- **What the task requires**
Copy out the entries from the line with "target: pale green grass" to the line with "Return the outline of every instance of the pale", replacing "pale green grass" with "light green grass" and changing nothing else.

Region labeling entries
-- START --
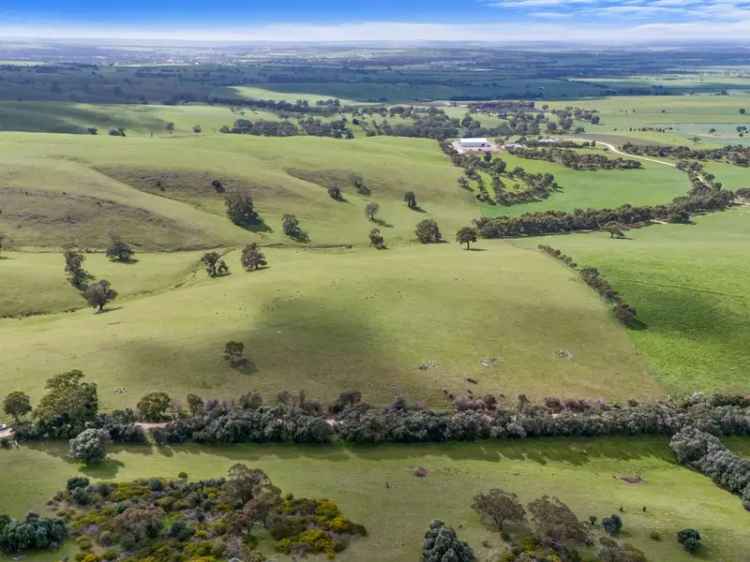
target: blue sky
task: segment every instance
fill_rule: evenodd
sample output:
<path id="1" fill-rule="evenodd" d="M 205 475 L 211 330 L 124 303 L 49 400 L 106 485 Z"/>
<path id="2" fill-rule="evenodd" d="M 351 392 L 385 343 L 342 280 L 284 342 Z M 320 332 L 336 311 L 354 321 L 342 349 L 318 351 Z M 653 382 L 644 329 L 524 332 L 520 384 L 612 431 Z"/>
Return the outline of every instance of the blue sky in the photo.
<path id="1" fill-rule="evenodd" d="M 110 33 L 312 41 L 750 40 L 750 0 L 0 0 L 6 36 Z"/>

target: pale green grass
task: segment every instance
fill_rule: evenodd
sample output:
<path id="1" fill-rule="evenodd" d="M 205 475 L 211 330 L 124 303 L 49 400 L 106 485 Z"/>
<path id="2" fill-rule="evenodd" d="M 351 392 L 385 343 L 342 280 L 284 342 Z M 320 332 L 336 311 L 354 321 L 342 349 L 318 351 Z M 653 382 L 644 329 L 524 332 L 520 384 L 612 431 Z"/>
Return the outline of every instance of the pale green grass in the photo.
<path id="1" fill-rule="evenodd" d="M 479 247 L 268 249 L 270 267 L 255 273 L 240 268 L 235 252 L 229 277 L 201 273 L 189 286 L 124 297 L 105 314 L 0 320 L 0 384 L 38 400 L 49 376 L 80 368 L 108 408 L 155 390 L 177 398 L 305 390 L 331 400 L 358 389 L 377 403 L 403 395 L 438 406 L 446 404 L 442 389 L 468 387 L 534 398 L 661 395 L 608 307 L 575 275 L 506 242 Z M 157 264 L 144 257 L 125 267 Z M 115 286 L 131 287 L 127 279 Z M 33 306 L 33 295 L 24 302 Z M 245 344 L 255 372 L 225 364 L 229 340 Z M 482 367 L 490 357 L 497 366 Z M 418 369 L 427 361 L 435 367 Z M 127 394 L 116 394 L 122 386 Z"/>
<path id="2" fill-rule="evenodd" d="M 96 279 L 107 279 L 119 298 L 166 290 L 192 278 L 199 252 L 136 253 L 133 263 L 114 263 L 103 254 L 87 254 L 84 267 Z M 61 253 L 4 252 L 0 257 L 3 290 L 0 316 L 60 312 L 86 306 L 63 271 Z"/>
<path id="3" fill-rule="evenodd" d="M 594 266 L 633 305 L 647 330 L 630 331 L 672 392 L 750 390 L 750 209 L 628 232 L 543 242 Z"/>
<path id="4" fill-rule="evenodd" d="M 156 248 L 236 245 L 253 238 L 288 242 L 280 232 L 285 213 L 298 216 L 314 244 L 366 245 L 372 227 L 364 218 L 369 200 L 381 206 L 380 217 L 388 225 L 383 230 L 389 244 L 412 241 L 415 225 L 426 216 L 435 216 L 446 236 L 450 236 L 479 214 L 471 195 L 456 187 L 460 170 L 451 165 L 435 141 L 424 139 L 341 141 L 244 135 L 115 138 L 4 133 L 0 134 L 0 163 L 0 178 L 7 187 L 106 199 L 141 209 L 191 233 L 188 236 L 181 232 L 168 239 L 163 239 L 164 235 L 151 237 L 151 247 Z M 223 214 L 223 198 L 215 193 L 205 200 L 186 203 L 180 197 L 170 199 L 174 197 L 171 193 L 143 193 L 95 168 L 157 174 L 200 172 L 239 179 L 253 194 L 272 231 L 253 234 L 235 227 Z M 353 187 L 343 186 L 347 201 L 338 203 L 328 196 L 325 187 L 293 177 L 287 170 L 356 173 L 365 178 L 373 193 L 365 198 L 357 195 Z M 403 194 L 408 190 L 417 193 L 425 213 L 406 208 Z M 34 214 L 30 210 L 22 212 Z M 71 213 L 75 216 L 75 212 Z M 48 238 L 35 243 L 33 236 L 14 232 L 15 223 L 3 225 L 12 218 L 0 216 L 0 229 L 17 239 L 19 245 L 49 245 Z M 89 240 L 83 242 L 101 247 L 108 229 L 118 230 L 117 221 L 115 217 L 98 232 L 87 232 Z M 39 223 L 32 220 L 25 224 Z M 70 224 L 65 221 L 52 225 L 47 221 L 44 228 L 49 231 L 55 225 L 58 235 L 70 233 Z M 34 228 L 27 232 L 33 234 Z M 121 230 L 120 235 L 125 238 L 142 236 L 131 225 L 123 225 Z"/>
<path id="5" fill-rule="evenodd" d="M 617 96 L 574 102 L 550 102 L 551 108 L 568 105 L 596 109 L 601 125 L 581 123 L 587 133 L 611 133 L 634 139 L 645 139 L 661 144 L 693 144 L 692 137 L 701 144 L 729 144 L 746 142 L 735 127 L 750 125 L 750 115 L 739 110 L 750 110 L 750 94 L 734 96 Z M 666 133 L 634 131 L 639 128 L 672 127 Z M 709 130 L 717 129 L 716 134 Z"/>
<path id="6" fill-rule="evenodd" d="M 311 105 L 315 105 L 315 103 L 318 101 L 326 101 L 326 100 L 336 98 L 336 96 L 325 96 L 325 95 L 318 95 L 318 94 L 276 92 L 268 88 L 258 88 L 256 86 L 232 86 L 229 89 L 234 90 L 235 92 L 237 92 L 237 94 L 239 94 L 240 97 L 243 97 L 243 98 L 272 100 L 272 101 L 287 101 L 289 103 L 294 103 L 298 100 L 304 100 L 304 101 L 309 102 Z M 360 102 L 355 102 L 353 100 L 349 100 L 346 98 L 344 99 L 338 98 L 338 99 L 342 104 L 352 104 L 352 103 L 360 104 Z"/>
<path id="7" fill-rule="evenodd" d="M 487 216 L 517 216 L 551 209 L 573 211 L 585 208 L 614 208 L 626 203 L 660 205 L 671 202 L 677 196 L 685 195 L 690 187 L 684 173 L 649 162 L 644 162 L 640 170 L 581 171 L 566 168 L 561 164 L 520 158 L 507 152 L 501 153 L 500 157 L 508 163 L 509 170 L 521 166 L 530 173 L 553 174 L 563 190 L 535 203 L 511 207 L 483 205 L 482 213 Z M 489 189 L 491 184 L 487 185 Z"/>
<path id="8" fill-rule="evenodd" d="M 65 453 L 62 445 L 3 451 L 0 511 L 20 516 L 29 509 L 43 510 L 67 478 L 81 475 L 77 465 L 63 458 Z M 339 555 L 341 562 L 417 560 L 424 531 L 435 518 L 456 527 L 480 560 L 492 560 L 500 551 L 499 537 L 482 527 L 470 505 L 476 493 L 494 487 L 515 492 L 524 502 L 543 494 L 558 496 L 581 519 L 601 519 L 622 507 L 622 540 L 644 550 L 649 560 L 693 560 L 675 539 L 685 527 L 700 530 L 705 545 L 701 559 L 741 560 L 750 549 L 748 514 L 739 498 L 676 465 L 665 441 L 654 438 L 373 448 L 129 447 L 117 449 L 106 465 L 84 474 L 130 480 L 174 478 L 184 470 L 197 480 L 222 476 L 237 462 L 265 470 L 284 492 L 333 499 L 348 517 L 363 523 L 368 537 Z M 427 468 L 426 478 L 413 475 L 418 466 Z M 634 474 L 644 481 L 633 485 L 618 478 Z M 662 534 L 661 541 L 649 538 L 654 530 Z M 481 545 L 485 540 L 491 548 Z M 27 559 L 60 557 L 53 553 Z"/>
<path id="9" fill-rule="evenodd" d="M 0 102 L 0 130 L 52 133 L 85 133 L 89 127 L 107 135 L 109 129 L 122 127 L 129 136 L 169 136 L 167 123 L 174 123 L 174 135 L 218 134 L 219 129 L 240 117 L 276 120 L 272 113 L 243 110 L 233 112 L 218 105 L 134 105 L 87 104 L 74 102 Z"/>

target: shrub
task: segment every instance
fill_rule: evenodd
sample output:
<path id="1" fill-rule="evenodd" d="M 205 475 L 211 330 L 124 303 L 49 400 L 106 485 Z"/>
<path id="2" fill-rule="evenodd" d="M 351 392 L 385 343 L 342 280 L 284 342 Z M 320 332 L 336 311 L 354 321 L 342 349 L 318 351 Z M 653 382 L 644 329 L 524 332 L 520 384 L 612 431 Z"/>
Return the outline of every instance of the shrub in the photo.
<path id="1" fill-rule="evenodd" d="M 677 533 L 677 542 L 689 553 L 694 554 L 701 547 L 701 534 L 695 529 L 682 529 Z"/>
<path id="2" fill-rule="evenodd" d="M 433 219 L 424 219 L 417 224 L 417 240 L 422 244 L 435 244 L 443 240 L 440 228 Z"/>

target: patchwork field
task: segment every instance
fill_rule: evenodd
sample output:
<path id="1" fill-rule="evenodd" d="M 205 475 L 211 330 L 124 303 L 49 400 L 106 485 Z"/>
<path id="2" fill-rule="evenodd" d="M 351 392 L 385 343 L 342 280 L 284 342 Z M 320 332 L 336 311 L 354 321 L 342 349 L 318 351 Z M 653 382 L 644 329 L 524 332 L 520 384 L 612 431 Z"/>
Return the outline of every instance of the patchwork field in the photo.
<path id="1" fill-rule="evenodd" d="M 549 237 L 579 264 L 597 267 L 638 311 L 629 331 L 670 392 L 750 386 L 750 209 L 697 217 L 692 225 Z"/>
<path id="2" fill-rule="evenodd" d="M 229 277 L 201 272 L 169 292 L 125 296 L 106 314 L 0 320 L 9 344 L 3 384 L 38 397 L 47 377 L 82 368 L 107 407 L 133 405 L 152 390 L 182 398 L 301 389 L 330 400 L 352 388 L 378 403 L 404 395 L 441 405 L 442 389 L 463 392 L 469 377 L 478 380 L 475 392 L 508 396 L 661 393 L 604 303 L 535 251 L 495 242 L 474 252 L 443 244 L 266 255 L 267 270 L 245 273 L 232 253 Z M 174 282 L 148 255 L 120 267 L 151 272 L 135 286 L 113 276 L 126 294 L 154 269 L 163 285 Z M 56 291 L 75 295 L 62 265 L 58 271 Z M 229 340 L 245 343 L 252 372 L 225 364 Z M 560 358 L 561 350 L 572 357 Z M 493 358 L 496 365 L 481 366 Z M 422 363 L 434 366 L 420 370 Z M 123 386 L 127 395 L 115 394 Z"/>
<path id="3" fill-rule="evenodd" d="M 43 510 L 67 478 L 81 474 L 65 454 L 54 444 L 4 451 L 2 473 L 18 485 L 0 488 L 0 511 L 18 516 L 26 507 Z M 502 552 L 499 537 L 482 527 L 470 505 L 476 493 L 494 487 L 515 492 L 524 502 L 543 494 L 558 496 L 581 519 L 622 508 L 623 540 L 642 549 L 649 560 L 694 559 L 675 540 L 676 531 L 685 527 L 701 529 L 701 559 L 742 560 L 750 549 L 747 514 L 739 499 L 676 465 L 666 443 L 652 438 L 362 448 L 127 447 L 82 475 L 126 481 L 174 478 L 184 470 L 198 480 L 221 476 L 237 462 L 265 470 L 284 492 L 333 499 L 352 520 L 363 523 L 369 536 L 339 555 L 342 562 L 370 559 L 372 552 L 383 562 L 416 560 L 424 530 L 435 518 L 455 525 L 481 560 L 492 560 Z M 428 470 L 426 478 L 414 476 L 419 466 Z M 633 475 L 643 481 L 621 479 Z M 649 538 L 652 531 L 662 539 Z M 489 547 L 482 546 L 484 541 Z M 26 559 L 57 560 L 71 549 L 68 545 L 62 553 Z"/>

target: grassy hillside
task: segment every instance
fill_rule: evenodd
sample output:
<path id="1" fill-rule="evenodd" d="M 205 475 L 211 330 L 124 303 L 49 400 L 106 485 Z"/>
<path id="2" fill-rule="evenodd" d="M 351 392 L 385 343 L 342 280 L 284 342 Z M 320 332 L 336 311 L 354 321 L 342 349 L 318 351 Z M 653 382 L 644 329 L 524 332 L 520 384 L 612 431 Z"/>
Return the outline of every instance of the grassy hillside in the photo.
-- END --
-- START --
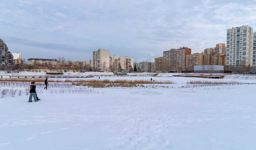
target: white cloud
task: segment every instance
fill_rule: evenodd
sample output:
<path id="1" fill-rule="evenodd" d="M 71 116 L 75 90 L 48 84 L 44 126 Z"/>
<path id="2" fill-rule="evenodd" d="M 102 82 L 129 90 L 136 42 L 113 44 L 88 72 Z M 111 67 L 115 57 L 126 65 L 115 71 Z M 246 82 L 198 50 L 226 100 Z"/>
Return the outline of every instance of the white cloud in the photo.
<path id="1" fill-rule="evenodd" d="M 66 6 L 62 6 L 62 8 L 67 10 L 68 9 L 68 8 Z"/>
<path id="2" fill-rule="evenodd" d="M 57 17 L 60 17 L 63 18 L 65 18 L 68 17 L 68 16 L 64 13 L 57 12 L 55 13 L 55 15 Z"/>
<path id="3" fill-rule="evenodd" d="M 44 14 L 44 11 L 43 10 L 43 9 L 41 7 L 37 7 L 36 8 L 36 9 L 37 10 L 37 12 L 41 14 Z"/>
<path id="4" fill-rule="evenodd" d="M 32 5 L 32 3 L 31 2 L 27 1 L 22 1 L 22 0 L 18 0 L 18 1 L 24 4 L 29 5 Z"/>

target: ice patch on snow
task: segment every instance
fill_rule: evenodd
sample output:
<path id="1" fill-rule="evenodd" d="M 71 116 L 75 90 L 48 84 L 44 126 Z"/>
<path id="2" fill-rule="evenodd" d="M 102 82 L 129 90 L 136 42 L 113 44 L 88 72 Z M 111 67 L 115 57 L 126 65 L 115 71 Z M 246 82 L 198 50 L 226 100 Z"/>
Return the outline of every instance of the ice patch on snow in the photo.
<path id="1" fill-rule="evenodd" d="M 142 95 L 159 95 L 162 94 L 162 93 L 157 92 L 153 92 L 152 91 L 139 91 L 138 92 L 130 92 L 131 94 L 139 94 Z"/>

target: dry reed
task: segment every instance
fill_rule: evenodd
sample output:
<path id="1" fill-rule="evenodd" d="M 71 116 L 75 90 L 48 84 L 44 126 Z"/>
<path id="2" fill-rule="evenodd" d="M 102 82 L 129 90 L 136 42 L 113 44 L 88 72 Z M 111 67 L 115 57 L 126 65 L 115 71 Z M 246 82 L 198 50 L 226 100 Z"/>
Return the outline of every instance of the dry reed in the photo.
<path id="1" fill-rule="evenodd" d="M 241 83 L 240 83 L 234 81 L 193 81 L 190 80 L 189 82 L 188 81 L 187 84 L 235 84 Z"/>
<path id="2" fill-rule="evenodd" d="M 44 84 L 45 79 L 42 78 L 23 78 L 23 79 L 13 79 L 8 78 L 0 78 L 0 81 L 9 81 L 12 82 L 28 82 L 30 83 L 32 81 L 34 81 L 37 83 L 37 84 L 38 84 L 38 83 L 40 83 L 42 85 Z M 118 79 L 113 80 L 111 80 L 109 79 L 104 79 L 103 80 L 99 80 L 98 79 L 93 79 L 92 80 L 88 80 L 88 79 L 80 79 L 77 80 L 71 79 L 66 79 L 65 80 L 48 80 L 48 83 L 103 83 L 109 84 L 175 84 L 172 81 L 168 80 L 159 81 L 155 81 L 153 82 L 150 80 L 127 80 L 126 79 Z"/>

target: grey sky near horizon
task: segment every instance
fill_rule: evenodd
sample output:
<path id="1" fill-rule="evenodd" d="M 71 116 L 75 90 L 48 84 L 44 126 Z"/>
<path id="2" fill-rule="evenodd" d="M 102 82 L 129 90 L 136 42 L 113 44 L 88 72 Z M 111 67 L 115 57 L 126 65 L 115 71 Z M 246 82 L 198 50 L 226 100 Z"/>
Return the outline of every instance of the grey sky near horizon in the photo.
-- END --
-- START --
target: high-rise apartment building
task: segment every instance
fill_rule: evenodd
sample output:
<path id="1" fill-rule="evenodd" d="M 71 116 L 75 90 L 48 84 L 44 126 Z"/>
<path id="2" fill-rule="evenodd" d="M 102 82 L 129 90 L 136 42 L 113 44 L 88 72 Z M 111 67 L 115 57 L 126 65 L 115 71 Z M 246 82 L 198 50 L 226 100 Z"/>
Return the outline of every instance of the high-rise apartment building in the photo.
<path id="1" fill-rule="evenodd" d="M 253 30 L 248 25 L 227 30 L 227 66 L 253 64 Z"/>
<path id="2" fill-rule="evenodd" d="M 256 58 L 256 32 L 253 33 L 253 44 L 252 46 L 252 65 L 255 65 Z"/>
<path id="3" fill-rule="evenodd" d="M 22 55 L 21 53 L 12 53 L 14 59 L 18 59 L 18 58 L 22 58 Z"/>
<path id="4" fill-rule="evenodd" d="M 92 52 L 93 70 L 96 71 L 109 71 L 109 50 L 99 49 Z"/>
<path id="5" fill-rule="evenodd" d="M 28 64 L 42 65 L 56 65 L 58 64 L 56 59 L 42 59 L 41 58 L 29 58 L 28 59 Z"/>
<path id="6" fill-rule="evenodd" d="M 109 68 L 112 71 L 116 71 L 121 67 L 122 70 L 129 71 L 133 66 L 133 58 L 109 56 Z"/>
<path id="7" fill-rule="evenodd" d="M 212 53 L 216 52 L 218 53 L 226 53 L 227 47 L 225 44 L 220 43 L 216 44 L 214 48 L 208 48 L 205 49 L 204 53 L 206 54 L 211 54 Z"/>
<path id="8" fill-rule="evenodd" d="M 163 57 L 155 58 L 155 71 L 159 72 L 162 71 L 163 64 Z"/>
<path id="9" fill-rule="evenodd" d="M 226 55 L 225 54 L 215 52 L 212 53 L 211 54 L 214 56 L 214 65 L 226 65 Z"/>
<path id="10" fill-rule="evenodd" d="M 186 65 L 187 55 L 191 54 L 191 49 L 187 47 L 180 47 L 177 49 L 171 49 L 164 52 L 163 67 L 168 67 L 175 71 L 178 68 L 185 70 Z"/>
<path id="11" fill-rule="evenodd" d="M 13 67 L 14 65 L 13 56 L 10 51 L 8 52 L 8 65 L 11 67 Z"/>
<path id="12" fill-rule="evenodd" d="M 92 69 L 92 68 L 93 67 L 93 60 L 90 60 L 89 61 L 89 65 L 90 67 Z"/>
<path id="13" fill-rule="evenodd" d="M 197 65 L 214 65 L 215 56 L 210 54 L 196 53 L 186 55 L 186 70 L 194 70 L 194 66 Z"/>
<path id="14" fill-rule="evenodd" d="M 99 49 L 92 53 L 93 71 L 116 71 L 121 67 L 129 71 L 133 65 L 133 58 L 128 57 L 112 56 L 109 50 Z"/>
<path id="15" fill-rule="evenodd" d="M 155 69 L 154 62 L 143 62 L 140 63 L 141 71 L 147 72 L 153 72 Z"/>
-- END --
- **Result of this task**
target: light green grass
task: segment every instance
fill_rule: evenodd
sample output:
<path id="1" fill-rule="evenodd" d="M 205 475 L 211 330 L 124 303 L 49 400 L 106 485 Z"/>
<path id="2" fill-rule="evenodd" d="M 351 392 L 385 343 L 342 280 L 284 342 Z M 320 332 L 336 311 L 354 321 L 342 349 L 318 351 Z M 653 382 L 644 329 L 524 332 L 520 384 L 612 431 Z"/>
Return the outline of every instance of the light green grass in the photo.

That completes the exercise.